* _ASSIGNMENT_:
Each record beneath this sentence is to be transcribed exactly as it reads.

BEGIN INFORMATION SHOWN

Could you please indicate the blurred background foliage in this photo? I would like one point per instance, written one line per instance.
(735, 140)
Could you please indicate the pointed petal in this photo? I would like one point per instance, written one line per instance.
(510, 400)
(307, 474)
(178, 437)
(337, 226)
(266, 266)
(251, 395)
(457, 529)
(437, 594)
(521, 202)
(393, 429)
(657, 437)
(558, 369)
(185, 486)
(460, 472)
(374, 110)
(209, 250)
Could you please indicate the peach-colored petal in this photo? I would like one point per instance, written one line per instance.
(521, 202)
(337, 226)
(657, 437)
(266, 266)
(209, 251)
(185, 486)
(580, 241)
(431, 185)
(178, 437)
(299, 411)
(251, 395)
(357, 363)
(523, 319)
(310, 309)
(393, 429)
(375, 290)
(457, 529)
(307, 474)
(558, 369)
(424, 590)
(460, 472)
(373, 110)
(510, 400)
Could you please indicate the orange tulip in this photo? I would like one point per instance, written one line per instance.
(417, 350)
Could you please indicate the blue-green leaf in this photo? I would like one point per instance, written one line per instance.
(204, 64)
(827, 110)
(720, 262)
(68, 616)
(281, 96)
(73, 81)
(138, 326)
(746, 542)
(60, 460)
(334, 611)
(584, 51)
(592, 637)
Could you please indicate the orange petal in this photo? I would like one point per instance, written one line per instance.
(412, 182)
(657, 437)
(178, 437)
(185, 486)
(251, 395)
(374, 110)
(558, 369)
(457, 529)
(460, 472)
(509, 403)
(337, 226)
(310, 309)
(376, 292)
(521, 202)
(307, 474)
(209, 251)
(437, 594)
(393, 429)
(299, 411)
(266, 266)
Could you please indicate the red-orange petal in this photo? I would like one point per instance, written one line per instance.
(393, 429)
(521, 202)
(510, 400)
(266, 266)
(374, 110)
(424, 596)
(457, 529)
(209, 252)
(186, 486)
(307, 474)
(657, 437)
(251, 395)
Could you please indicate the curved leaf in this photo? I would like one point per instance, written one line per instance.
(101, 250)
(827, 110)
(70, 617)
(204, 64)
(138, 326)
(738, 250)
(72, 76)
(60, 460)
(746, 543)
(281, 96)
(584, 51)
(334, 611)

END INFORMATION SHOWN

* _TASK RESULT_:
Could you please indicate the blurred background foliage in this photo? I would like one point per instance, written one line per instance.
(735, 140)
Could you please indicate the pointed petal in this photo? I would like one point per instance, written one line per instance.
(510, 400)
(307, 474)
(178, 437)
(337, 226)
(266, 266)
(251, 395)
(457, 529)
(437, 594)
(521, 202)
(393, 429)
(657, 437)
(558, 369)
(185, 486)
(460, 472)
(374, 110)
(209, 250)
Could you please indicate the peach-colored petal in this photo? I would like one point per instance, written one line per instance.
(521, 202)
(337, 226)
(657, 437)
(266, 266)
(209, 251)
(185, 486)
(580, 241)
(431, 185)
(178, 437)
(299, 411)
(251, 395)
(357, 363)
(523, 319)
(310, 309)
(393, 429)
(375, 290)
(457, 529)
(307, 474)
(558, 369)
(424, 590)
(460, 472)
(373, 110)
(510, 400)
Could you please indicate the orange tulip in this photo? I would like one point per instance, written one line per instance.
(417, 350)
Could you please indicate the blue-green leaf in this photo? I would like one point per instance, written one line per instance.
(204, 64)
(827, 110)
(720, 262)
(68, 616)
(281, 96)
(73, 81)
(138, 326)
(746, 542)
(60, 460)
(334, 611)
(584, 51)
(592, 637)
Could you please indicate the orange petal in this photo? I would like one point per instance, written one line per instance.
(412, 182)
(657, 437)
(178, 437)
(185, 486)
(251, 395)
(374, 110)
(558, 369)
(457, 529)
(460, 472)
(509, 403)
(337, 226)
(310, 309)
(376, 292)
(521, 202)
(307, 474)
(209, 251)
(437, 594)
(393, 429)
(299, 411)
(266, 266)
Could you please indicate the red-orange petal in this photo? I would like one point per instance, written one line per instance.
(393, 429)
(521, 202)
(510, 400)
(266, 266)
(374, 110)
(424, 596)
(457, 529)
(209, 252)
(186, 486)
(307, 474)
(657, 437)
(251, 395)
Could you please indicate the curved leaf in this photo? I would like one point per instance, written one line per instance.
(101, 250)
(827, 110)
(70, 617)
(204, 64)
(138, 326)
(738, 250)
(72, 76)
(60, 460)
(746, 543)
(281, 96)
(584, 51)
(334, 611)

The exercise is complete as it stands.